[Rows from a segmentation dataset]
▬▬▬

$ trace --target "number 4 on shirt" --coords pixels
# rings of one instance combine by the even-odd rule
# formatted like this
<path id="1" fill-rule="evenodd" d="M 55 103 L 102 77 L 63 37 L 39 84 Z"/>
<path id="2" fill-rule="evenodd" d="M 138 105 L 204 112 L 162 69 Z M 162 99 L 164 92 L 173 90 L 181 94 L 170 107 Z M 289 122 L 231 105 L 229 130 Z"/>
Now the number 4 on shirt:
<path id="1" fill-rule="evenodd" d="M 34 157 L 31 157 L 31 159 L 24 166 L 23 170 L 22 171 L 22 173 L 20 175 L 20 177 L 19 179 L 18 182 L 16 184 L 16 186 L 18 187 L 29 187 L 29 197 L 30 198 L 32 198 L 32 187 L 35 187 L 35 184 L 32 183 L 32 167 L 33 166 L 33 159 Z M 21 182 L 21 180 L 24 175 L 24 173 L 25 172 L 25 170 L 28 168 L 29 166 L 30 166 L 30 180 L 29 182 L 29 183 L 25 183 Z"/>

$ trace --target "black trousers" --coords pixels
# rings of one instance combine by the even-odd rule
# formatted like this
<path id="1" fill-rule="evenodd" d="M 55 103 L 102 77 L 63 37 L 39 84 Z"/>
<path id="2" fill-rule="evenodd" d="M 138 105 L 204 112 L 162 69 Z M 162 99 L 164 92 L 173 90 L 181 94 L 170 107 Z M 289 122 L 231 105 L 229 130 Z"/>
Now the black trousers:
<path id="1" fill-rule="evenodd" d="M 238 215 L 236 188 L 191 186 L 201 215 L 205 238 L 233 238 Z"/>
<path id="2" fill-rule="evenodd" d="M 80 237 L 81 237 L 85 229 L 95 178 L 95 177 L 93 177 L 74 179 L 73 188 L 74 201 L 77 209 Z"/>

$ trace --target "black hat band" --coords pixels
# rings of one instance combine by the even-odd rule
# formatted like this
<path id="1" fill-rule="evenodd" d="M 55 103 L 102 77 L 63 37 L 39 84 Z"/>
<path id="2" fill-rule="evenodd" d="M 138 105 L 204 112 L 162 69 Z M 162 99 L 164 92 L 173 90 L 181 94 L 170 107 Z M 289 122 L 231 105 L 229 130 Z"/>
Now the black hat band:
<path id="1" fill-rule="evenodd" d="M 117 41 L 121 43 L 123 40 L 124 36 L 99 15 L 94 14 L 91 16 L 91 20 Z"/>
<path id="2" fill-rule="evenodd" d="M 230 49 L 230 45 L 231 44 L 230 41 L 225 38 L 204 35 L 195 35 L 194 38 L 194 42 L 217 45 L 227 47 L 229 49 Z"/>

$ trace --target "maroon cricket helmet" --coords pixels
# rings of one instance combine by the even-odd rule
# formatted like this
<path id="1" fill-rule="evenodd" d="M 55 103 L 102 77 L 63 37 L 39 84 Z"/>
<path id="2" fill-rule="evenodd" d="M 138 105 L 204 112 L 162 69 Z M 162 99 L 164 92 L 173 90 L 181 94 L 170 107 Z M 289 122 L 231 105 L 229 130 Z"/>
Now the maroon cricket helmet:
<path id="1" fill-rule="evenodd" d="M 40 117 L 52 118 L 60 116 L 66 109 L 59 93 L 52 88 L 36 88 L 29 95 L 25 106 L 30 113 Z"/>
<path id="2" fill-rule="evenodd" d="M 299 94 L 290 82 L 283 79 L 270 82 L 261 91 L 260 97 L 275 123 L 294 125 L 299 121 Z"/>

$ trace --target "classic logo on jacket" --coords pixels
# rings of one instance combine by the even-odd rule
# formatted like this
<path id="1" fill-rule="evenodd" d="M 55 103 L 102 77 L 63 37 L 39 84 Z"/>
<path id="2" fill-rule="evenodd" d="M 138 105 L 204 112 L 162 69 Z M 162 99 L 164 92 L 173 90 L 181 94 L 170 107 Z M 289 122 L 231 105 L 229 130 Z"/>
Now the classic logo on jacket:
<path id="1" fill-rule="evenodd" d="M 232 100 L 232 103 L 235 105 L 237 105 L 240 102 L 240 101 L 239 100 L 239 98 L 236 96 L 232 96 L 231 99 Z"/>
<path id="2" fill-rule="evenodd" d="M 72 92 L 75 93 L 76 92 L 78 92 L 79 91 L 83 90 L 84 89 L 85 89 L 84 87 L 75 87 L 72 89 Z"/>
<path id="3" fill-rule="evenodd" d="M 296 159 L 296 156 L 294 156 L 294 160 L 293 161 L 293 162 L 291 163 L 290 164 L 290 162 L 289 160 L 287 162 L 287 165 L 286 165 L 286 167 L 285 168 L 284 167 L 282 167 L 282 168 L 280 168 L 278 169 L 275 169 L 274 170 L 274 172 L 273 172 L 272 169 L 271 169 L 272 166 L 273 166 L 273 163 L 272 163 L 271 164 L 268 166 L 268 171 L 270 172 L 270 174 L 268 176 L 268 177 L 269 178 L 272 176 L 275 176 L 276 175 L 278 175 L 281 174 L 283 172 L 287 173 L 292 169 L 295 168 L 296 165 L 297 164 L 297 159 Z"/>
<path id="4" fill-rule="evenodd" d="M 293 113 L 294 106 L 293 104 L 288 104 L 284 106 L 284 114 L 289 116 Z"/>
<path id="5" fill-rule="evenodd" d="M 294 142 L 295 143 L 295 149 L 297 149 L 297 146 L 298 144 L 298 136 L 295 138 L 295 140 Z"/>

▬▬▬

Output every entry above as a two-column CSV whose columns are named "prompt" and "response", with one row per entry holding its text and its answer. Enclose each field in quotation marks and replace line breaks with spaces.

RESPONSE TO THIS EXERCISE:
prompt,response
"$ trace --target ""number 4 on shirt"" --coords pixels # rings of one instance combine by the even-odd rule # formatted like this <path id=""1"" fill-rule=""evenodd"" d=""M 55 103 L 102 77 L 63 37 L 39 84 Z""/> <path id=""2"" fill-rule=""evenodd"" d=""M 138 105 L 204 112 L 162 69 Z M 162 99 L 164 92 L 173 90 L 181 94 L 170 107 Z M 289 122 L 231 105 L 229 130 Z""/> Now the number 4 on shirt:","<path id=""1"" fill-rule=""evenodd"" d=""M 34 157 L 31 157 L 31 159 L 24 166 L 23 170 L 22 171 L 22 173 L 20 175 L 20 177 L 19 179 L 18 182 L 16 184 L 16 186 L 18 187 L 29 187 L 29 197 L 30 198 L 32 198 L 32 187 L 35 187 L 35 184 L 32 183 L 32 167 L 33 166 L 33 159 Z M 21 182 L 21 180 L 24 175 L 24 173 L 25 172 L 25 170 L 28 168 L 29 166 L 30 166 L 30 180 L 29 182 L 29 183 L 25 183 Z""/>"
"$ trace --target ""black trousers"" --coords pixels # rings of one instance combine by the even-odd rule # formatted like this <path id=""1"" fill-rule=""evenodd"" d=""M 55 103 L 102 77 L 63 37 L 39 84 Z""/> <path id=""2"" fill-rule=""evenodd"" d=""M 138 105 L 204 112 L 162 69 Z M 162 99 L 164 92 L 173 90 L 181 94 L 170 107 Z M 289 122 L 231 105 L 229 130 Z""/> Now the black trousers:","<path id=""1"" fill-rule=""evenodd"" d=""M 238 215 L 236 188 L 191 186 L 201 215 L 205 238 L 233 238 Z""/> <path id=""2"" fill-rule=""evenodd"" d=""M 80 237 L 81 237 L 85 229 L 95 178 L 95 177 L 93 177 L 74 179 L 73 188 L 74 201 L 77 209 Z""/>"
"$ trace --target ""black hat band"" --coords pixels # rings of one instance combine by the even-odd rule # formatted like this <path id=""1"" fill-rule=""evenodd"" d=""M 55 103 L 102 77 L 63 37 L 39 84 Z""/> <path id=""2"" fill-rule=""evenodd"" d=""M 138 105 L 204 112 L 162 69 Z M 162 99 L 164 92 L 173 90 L 181 94 L 170 107 Z M 289 122 L 231 105 L 229 130 Z""/> Now the black hat band:","<path id=""1"" fill-rule=""evenodd"" d=""M 117 41 L 121 43 L 123 40 L 124 36 L 99 15 L 94 14 L 91 16 L 91 20 Z""/> <path id=""2"" fill-rule=""evenodd"" d=""M 230 49 L 230 45 L 231 44 L 230 41 L 225 38 L 204 35 L 195 35 L 194 38 L 194 42 L 217 45 L 227 47 L 229 49 Z""/>"
"$ trace --target ""maroon cricket helmet"" --coords pixels # rings of one instance combine by the even-odd rule # formatted like this <path id=""1"" fill-rule=""evenodd"" d=""M 55 103 L 102 77 L 63 37 L 39 84 Z""/> <path id=""2"" fill-rule=""evenodd"" d=""M 138 105 L 204 112 L 162 69 Z M 162 99 L 164 92 L 173 90 L 181 94 L 170 107 Z M 289 122 L 231 105 L 229 130 Z""/> Now the maroon cricket helmet:","<path id=""1"" fill-rule=""evenodd"" d=""M 40 117 L 52 118 L 60 116 L 66 109 L 59 93 L 52 88 L 36 88 L 29 95 L 25 106 L 30 113 Z""/> <path id=""2"" fill-rule=""evenodd"" d=""M 299 94 L 290 82 L 283 79 L 270 82 L 261 91 L 260 97 L 275 123 L 294 125 L 299 121 Z""/>"
"$ trace --target ""classic logo on jacket"" --coords pixels # rings of one instance combine by the even-odd rule # formatted like this <path id=""1"" fill-rule=""evenodd"" d=""M 55 103 L 102 77 L 63 37 L 39 84 Z""/> <path id=""2"" fill-rule=""evenodd"" d=""M 138 105 L 204 112 L 162 69 Z M 162 99 L 164 92 L 173 90 L 181 94 L 170 107 Z M 289 122 L 231 105 L 229 130 Z""/> Now the classic logo on jacket:","<path id=""1"" fill-rule=""evenodd"" d=""M 232 100 L 232 103 L 235 105 L 237 105 L 240 102 L 240 101 L 239 100 L 239 98 L 236 96 L 232 96 L 231 99 Z""/> <path id=""2"" fill-rule=""evenodd"" d=""M 72 92 L 75 93 L 76 92 L 78 92 L 79 91 L 83 90 L 84 89 L 85 89 L 84 87 L 75 87 L 72 89 Z""/> <path id=""3"" fill-rule=""evenodd"" d=""M 296 159 L 296 156 L 294 156 L 294 160 L 293 161 L 293 162 L 291 163 L 290 164 L 290 162 L 289 160 L 287 162 L 287 165 L 286 165 L 286 167 L 285 168 L 284 167 L 282 167 L 282 168 L 280 168 L 278 169 L 275 169 L 274 170 L 274 172 L 273 172 L 272 169 L 271 169 L 272 166 L 273 166 L 273 163 L 272 163 L 271 164 L 268 166 L 268 171 L 270 172 L 270 174 L 268 176 L 268 177 L 269 178 L 272 176 L 275 176 L 276 175 L 278 175 L 281 174 L 283 172 L 287 173 L 292 169 L 295 168 L 296 165 L 297 164 L 297 159 Z""/> <path id=""4"" fill-rule=""evenodd"" d=""M 293 113 L 294 106 L 293 104 L 288 104 L 284 106 L 284 114 L 289 116 Z""/> <path id=""5"" fill-rule=""evenodd"" d=""M 294 142 L 295 143 L 295 149 L 297 149 L 297 146 L 298 144 L 298 136 L 295 138 L 295 140 Z""/>"